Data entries
▶
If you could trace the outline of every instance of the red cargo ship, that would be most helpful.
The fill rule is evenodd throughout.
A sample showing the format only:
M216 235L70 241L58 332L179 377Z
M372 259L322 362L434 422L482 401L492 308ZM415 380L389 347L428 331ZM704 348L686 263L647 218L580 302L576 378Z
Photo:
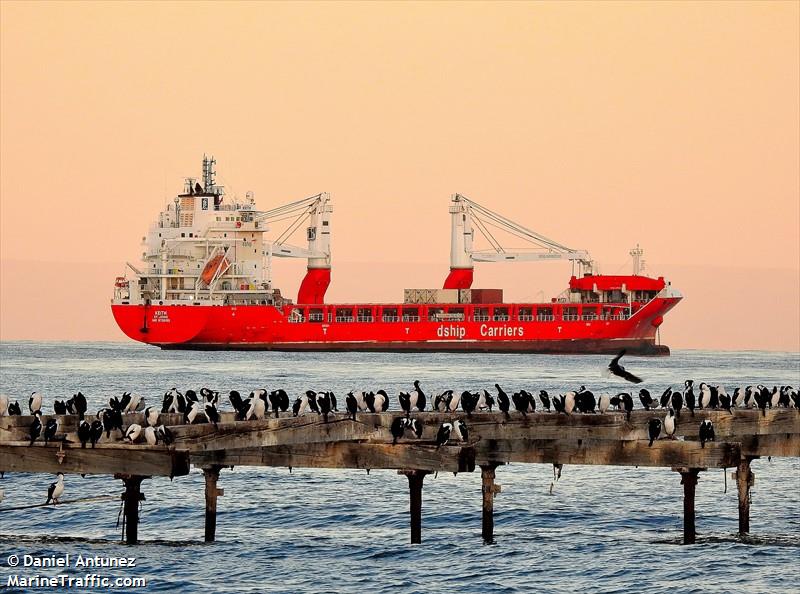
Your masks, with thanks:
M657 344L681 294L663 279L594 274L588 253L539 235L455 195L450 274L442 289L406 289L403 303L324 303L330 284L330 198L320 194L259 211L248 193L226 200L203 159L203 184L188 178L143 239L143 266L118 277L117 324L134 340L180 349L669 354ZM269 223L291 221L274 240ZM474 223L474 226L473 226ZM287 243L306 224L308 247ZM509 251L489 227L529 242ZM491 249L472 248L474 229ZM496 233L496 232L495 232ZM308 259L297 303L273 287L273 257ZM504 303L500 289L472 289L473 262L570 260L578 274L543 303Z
◀
Print the lines above word for word, omitting the pictures.

TASK RESPONSE –
If you could trace the outline of every instance of the red cargo ship, that would be most helpful.
The fill rule is evenodd throughout.
A sample showing the format only:
M216 235L70 241L58 332L179 377Z
M372 259L322 362L434 422L482 401L492 308ZM415 380L389 347L428 331ZM704 348L686 263L647 218L580 302L576 378Z
Photo:
Your masks, with thanks:
M657 344L681 294L663 279L594 274L588 253L539 235L455 195L450 274L442 289L406 289L403 303L324 303L330 284L330 198L320 194L259 211L248 193L226 200L203 159L203 184L188 178L143 239L143 266L118 277L117 324L134 340L180 349L669 354ZM269 223L291 221L274 240ZM474 223L474 226L473 226ZM287 243L306 224L308 247ZM509 251L489 227L529 242ZM491 249L472 248L474 229ZM496 233L496 232L495 232ZM308 259L297 303L273 287L273 257ZM504 303L500 289L472 289L473 262L570 260L578 274L543 303Z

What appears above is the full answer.